Exercise goal — Please edit everything from the line containing "illuminated sign in the picture above?" down to the end of the material, changing "dark cloud" to "storm cloud" and leaving all else as it is. Return only those lines.

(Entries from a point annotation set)

= = = = =

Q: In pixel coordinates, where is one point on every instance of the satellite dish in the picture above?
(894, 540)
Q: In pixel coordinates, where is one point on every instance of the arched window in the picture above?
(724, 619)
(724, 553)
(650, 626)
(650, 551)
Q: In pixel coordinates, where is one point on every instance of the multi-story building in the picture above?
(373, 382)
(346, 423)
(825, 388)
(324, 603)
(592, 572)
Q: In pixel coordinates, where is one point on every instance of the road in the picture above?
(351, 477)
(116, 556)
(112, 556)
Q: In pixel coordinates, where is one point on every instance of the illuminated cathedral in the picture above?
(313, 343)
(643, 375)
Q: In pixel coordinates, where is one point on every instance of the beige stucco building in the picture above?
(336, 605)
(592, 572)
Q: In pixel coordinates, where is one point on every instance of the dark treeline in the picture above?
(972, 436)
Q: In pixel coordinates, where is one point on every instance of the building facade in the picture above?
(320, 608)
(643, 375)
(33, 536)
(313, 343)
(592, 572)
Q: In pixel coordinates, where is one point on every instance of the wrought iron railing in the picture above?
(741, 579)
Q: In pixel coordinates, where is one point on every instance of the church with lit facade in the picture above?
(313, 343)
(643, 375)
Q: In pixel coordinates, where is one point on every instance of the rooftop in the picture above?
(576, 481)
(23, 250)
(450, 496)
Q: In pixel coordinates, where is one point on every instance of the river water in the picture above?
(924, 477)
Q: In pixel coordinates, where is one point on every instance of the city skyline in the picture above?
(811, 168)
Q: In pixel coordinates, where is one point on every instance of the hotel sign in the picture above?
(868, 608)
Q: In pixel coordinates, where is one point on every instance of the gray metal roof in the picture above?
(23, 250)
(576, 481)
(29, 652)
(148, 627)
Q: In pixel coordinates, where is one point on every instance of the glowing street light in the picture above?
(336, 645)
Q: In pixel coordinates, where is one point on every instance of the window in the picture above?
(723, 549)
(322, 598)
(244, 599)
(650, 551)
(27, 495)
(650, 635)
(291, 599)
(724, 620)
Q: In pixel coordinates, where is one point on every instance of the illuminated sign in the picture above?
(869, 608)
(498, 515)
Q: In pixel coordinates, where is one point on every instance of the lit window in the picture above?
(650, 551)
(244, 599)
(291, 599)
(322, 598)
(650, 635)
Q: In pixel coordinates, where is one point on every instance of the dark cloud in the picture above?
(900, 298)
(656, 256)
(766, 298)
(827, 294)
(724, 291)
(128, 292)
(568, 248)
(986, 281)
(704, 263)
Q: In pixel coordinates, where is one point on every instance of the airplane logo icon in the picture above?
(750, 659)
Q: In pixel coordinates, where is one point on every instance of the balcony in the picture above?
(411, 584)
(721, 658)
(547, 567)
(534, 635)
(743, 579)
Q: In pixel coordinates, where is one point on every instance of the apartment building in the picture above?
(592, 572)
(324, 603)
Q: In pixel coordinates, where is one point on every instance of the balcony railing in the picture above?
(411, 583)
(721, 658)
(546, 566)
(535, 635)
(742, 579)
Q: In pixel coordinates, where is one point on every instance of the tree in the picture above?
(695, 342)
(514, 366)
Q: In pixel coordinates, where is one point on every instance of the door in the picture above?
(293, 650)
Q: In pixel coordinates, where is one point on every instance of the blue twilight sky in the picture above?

= = = = =

Response —
Q: In pixel coordinates, where is one point on every instance of the illuminated sign in the picture above?
(869, 608)
(498, 515)
Q: In pixel coordinates, where is one point on every instance of the lit window in the picture above?
(650, 551)
(244, 599)
(291, 599)
(322, 598)
(650, 635)
Q: In pixel coordinates, where is one point on every instance of the storm cloud in the picture above?
(900, 298)
(656, 256)
(766, 298)
(827, 294)
(724, 291)
(128, 292)
(568, 248)
(986, 281)
(704, 263)
Q: In pixel coordinates, where is one point on every instance of the airplane logo icon in the picture above?
(750, 659)
Q: In pixel coordinates, where is one point on every instance of the balcony in the picture above?
(411, 584)
(721, 658)
(547, 567)
(534, 635)
(743, 579)
Q: In pixel coordinates, where is one point on every instance of the apartment building in the picture above?
(592, 572)
(324, 603)
Q: In pixel coordinates, where is one point on every instance of the balcony railing in the picture above?
(411, 583)
(721, 658)
(546, 566)
(535, 635)
(742, 579)
Q: In pixel coordinates, where is one point on every instance of the tree in the picture above?
(695, 342)
(514, 366)
Q: In pixel coordinates, where is one point on every instance of the door in the picture above?
(293, 650)
Q: In pixel coordinates, where is one point on every instance of the blue twilight sky in the picture above?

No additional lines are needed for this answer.